Tal como funciona el tráfico, no sobra ese emparentamiento
entre la conducción de vehículos y la muerte.
Se ha vuelto a disparar la cifra de muertos en las carreteras
españolas, y es de temer que esa negra estadística suba algún peldaño más
durante el próximo puente de la
Virgen de Agosto.
Coincide esto con la entrada en vigor de nuevas normas de
circulación que incrementan de manera considerable el castigo de determinadas
infracciones.
Cabe criticar tanto esas normas como el espíritu que las inspira.
Es rechazable, en primer término, la hipocresía en que se basan.
De un lado, las autoridades fomentan los desplazamientos en vehículos
particulares, no esforzándose en convertir el transporte público en una
alternativa real (*) y facilitando de diversos modos la expansión de la
industria del automóvil. Del otro, autorizan la fabricación y la impúdica
exhibición publicitaria de vehículos que alcanzan velocidades que exceden en
muchísimo los límites autorizados (que incluso pueden correr al doble de la
velocidad máxima permitida). Y luego se echan las manos a la cabeza ante las
consecuencias de lo que ellas mismas han contribuido a provocar.

_INSTRUCCIÓN ESCRITA_: Según el texto sobre el tráfico, ¿qué entra en vigor mientras vuelve a dispararse la cifra de muertos en las carreteras españolas? Responde en una oración, por favor.

_DATOS REGISTRADOS_:
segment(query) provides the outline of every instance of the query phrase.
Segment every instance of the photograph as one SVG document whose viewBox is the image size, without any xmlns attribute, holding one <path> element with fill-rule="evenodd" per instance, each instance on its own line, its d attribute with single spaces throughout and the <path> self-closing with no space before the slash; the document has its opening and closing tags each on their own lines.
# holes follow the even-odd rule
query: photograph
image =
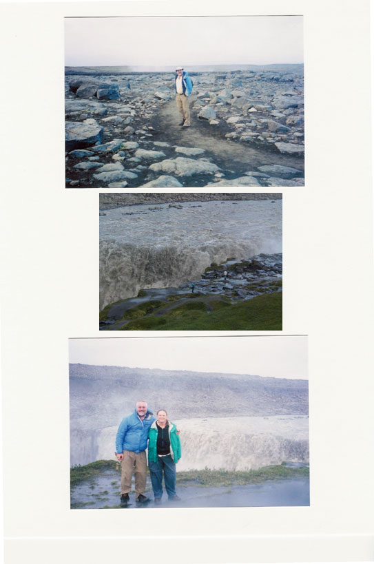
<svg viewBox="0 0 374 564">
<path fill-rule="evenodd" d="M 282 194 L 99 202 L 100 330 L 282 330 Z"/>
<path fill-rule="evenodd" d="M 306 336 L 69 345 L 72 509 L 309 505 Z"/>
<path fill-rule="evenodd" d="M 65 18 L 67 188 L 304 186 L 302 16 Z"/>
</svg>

---

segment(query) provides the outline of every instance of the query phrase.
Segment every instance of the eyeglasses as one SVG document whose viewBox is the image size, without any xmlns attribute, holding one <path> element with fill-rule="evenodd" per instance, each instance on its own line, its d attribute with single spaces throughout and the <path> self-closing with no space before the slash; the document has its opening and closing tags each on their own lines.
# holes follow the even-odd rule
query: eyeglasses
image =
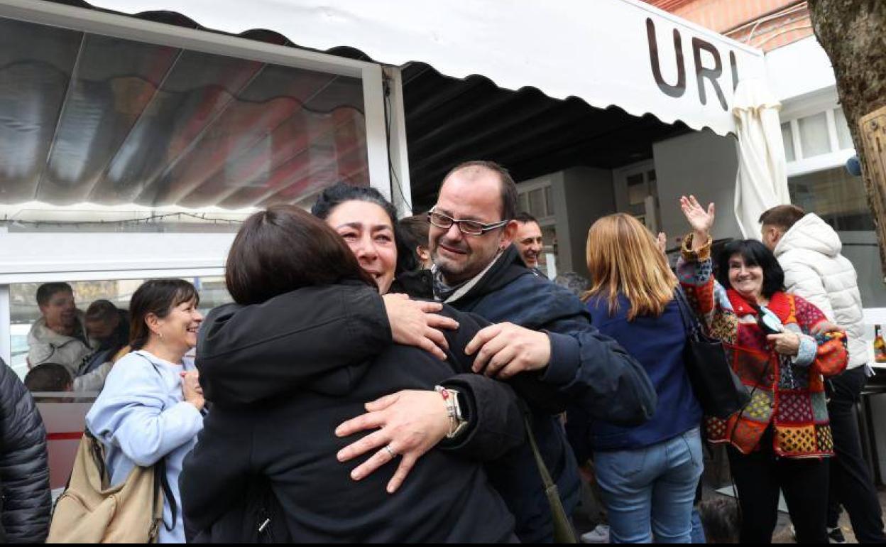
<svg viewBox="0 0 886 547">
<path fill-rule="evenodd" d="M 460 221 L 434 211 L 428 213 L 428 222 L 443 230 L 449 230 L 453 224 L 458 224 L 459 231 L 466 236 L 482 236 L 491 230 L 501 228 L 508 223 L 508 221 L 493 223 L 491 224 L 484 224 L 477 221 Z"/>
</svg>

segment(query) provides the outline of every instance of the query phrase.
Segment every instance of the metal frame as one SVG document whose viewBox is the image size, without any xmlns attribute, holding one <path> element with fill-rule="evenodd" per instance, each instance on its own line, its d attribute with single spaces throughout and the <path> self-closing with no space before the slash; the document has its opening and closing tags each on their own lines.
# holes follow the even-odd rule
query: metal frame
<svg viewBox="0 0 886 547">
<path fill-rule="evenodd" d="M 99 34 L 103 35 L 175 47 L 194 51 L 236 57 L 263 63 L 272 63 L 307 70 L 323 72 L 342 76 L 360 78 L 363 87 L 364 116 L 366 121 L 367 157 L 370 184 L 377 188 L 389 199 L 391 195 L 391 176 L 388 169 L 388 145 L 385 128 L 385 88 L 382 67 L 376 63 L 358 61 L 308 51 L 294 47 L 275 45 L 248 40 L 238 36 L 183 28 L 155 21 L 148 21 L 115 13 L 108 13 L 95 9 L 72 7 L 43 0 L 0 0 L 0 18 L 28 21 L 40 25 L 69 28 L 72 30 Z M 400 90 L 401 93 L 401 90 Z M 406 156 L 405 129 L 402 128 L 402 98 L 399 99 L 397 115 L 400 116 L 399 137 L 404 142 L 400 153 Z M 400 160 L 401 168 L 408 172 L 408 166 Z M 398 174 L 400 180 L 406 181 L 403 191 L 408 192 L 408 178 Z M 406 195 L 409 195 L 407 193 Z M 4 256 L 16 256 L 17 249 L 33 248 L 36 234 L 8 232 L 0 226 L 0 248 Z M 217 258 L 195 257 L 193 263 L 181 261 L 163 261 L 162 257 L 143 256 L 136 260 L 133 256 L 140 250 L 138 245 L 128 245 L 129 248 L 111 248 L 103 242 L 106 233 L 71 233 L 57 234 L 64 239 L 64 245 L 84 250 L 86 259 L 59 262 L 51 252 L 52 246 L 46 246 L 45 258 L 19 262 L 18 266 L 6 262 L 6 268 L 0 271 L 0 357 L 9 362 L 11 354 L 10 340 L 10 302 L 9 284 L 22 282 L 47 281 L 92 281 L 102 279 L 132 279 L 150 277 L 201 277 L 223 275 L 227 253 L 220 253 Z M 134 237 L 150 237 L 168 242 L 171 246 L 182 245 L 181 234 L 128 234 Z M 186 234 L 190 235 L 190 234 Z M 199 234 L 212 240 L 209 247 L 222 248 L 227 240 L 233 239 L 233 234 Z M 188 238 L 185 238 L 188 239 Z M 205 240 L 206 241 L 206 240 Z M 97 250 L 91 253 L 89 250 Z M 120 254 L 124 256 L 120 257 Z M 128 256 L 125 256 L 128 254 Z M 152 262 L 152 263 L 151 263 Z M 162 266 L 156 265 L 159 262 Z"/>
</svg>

_RESPUESTA ESCRITA_: Entran en vigor nuevas normas de circulación que incrementan de manera considerable el castigo de determinadas infracciones.